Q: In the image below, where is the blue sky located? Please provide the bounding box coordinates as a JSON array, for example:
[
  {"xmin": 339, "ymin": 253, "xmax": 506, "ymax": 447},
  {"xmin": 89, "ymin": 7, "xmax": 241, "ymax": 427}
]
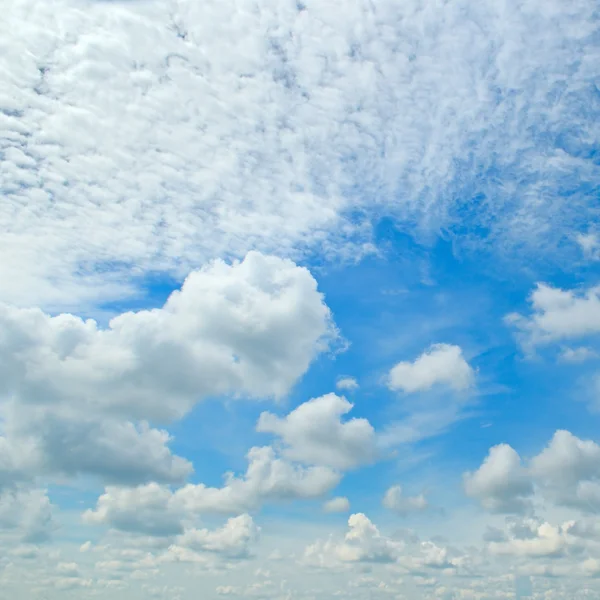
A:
[{"xmin": 1, "ymin": 0, "xmax": 600, "ymax": 598}]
========
* **Task goal**: Your reply should be the full data above, copied exactly, with no pictures in it.

* **Answer for the task**:
Q: In the image below, where is the blue sky located? Please provide the bounding box coordinates as a JSON array, for example:
[
  {"xmin": 339, "ymin": 253, "xmax": 506, "ymax": 447},
  {"xmin": 89, "ymin": 7, "xmax": 241, "ymax": 427}
]
A:
[{"xmin": 1, "ymin": 0, "xmax": 600, "ymax": 598}]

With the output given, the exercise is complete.